Image outline annotation rows:
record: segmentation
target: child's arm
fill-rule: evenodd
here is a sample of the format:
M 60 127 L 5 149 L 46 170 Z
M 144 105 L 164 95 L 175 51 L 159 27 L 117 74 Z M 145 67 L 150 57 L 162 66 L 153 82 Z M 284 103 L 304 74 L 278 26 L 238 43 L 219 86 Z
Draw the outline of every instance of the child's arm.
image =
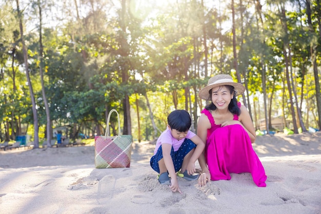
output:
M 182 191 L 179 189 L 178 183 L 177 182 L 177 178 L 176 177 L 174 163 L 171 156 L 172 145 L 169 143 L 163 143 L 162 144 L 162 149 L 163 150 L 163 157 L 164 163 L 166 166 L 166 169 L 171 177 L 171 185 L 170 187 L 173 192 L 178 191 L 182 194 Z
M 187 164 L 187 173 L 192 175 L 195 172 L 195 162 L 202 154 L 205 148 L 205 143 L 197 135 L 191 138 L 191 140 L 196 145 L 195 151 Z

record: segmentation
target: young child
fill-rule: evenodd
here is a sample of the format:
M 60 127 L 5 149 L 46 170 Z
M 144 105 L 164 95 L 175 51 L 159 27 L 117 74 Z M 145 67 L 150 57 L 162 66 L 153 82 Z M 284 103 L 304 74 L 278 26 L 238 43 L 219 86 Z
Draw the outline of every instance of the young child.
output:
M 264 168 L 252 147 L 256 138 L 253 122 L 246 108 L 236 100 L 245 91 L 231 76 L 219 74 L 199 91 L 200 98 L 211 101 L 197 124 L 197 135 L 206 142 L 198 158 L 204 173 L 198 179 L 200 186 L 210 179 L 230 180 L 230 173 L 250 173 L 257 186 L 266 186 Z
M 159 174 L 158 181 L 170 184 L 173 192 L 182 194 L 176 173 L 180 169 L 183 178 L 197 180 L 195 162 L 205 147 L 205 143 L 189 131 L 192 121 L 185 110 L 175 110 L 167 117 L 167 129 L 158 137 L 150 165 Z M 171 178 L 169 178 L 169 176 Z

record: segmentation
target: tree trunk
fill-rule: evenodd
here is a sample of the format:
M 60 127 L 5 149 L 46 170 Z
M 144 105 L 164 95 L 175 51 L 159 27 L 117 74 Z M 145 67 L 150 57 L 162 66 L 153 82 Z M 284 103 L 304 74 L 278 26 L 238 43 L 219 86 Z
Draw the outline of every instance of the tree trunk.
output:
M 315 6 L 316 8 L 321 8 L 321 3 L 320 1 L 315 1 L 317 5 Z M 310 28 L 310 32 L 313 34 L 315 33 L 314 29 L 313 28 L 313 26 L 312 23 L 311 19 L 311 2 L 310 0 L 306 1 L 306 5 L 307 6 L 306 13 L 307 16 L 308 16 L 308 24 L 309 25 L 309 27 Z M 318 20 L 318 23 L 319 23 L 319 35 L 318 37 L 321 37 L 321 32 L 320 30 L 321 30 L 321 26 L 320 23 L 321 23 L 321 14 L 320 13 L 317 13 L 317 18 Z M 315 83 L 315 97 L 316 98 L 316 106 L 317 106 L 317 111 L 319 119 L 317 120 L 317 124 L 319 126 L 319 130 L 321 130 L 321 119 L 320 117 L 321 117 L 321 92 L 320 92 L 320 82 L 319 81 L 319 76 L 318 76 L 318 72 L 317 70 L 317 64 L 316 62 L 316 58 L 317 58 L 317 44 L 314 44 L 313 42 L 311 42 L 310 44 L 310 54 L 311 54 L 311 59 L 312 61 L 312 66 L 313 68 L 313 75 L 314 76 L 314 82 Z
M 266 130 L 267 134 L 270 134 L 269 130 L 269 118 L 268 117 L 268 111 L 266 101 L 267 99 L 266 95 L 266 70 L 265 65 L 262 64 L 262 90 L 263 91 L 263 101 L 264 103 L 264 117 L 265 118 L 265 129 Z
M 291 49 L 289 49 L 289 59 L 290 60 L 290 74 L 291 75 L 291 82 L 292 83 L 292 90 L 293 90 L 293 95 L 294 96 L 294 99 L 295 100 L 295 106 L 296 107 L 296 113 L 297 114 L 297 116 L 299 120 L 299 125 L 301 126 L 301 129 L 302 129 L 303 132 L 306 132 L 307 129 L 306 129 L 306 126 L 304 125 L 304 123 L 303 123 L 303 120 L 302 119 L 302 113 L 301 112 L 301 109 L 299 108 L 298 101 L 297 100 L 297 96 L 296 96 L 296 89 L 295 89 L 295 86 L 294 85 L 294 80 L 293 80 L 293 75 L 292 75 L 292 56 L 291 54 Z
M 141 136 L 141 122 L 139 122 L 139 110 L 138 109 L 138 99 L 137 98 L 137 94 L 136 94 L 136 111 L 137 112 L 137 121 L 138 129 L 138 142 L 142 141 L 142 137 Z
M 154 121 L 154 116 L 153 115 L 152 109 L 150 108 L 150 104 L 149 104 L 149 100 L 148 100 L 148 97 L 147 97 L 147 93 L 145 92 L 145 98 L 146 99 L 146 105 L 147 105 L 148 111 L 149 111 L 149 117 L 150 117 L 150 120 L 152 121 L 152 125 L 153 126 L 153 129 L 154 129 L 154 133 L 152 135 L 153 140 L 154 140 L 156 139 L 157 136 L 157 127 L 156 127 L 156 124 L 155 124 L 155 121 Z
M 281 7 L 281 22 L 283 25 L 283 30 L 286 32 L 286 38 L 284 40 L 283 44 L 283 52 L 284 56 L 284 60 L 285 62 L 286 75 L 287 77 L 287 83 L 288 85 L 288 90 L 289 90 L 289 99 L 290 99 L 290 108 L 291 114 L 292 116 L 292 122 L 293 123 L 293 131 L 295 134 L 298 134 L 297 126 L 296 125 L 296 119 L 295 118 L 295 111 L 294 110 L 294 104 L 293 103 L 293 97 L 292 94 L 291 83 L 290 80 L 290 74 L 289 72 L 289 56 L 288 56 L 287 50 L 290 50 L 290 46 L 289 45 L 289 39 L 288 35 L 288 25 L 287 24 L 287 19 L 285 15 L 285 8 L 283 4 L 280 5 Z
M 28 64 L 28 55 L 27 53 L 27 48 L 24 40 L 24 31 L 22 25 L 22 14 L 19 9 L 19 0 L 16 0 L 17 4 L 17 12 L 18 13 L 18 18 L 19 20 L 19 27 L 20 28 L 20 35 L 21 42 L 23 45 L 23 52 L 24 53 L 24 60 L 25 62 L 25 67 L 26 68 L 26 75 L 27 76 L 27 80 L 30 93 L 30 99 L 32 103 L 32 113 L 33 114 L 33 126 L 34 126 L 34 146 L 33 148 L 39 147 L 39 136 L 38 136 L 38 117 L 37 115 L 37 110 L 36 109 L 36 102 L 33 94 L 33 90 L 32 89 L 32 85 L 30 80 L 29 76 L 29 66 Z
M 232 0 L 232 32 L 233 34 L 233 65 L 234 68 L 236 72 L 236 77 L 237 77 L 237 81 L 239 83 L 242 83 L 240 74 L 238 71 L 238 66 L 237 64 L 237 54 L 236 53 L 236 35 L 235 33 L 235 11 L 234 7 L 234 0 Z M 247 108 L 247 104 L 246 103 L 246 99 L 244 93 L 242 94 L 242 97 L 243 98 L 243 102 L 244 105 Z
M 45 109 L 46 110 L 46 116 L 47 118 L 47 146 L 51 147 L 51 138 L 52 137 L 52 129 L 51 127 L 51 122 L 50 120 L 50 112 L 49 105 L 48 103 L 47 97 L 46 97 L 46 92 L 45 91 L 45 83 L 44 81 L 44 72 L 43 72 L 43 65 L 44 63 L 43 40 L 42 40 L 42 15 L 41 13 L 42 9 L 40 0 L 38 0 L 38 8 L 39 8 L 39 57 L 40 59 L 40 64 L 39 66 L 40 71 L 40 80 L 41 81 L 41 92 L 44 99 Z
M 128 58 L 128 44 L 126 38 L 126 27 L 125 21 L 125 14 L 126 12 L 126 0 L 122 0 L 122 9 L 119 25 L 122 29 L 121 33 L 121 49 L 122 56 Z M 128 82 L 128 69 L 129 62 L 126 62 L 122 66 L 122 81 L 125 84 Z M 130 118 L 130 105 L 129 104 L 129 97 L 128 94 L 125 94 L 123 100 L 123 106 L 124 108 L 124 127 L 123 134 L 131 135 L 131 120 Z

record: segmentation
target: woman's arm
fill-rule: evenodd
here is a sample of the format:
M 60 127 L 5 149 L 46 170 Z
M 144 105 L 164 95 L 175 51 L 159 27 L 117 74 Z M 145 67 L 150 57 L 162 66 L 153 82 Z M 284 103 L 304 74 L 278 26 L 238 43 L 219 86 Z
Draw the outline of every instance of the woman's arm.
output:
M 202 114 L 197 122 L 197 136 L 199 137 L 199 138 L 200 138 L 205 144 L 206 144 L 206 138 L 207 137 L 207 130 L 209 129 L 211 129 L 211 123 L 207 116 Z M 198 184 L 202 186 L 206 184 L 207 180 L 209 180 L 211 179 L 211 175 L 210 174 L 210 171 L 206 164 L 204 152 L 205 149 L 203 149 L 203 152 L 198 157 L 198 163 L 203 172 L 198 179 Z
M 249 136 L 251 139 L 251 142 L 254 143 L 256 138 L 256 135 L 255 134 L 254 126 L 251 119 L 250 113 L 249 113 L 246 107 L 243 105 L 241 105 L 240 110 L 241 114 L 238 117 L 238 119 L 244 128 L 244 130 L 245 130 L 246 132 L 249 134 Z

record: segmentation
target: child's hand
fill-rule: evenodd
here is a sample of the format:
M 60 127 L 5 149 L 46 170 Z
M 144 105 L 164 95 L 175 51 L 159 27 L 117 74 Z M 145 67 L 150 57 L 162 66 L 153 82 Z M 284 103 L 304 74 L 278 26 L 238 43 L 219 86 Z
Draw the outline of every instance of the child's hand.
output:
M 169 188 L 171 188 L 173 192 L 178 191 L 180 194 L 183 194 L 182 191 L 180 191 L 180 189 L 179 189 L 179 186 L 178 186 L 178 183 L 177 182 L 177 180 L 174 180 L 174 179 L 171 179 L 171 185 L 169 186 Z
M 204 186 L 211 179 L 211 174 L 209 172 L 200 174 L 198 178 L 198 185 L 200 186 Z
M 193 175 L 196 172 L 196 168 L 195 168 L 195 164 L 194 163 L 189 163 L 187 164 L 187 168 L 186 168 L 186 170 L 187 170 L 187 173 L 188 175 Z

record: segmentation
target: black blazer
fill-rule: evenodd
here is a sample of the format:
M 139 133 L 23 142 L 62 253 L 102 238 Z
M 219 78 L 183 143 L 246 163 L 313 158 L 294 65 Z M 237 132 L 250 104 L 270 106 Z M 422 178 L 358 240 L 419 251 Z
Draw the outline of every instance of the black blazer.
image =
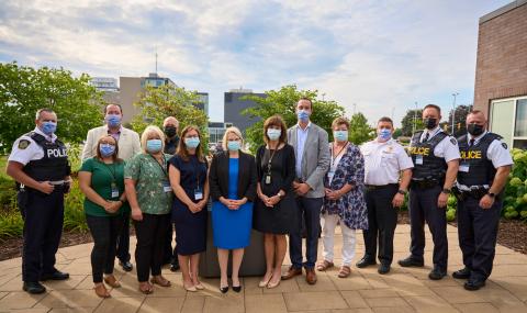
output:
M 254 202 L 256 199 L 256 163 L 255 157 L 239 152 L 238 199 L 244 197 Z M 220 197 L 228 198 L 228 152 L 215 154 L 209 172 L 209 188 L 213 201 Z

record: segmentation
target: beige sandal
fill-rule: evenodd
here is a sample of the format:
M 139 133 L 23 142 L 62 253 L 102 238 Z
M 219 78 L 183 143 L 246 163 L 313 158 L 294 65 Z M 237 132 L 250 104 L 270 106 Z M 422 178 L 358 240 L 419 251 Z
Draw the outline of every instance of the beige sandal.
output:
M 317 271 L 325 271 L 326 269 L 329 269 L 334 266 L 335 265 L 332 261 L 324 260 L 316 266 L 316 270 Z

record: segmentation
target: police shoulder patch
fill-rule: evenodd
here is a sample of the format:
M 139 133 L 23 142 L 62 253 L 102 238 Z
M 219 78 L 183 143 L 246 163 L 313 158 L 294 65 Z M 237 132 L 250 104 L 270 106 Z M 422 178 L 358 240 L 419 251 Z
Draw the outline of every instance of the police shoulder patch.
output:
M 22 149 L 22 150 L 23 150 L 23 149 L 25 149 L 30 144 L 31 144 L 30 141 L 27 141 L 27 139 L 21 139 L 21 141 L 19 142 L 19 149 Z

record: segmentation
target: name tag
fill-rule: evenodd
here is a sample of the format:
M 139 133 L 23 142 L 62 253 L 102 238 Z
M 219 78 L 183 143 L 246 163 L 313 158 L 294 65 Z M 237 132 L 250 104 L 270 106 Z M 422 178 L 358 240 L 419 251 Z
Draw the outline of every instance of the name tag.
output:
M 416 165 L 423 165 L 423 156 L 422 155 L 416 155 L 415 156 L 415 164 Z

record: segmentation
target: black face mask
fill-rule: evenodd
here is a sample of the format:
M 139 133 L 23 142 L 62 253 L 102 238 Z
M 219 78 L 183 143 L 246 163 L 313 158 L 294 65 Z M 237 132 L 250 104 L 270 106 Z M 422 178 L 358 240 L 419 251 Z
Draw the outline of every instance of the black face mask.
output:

**Instructions for the task**
Please repeat the rows word for word, from the very first line through the line that contains "M 159 174 L", including both ends. Leave the pictures out of your answer.

**Correct output**
record: segmentation
target: child's arm
fill-rule: evenodd
here is a sample of the format:
M 60 127 L 5 149 L 46 170 Z
M 144 105 L 164 95 L 175 51 L 159 27 L 117 74 Z M 145 67 L 150 57 L 162 66 L 153 82 Z M 284 103 L 304 74 L 278 26 L 238 43 L 219 86 Z
Draw the outline of every instance of the child's arm.
image =
output:
M 182 191 L 179 189 L 178 183 L 177 182 L 177 178 L 176 177 L 174 163 L 171 156 L 172 145 L 169 143 L 163 143 L 162 144 L 162 149 L 163 150 L 163 157 L 164 163 L 166 166 L 166 169 L 171 177 L 171 185 L 170 187 L 173 192 L 178 191 L 182 194 Z
M 187 164 L 187 173 L 192 175 L 195 172 L 195 162 L 202 154 L 205 148 L 205 143 L 197 135 L 191 138 L 191 140 L 196 145 L 195 151 Z

record: segmentation
target: young child
fill-rule: evenodd
here is a sample of the format:
M 60 127 L 5 149 L 46 170 Z
M 144 105 L 164 95 L 175 51 L 159 27 L 117 74 Z M 145 67 L 150 57 L 162 66 L 153 82 Z M 284 103 L 304 74 L 278 26 L 238 43 L 219 86 Z
Draw the outline of every instance of the young child.
output:
M 264 168 L 252 147 L 256 138 L 253 122 L 246 108 L 236 100 L 245 91 L 231 76 L 219 74 L 199 91 L 200 98 L 211 101 L 197 124 L 197 135 L 206 142 L 198 158 L 204 173 L 198 179 L 200 186 L 210 179 L 230 180 L 230 173 L 250 173 L 257 186 L 266 186 Z
M 159 174 L 158 181 L 170 184 L 173 192 L 182 194 L 176 173 L 180 169 L 183 178 L 197 180 L 195 162 L 205 147 L 205 143 L 189 131 L 192 121 L 185 110 L 175 110 L 167 117 L 167 129 L 158 137 L 150 165 Z M 171 178 L 169 178 L 169 176 Z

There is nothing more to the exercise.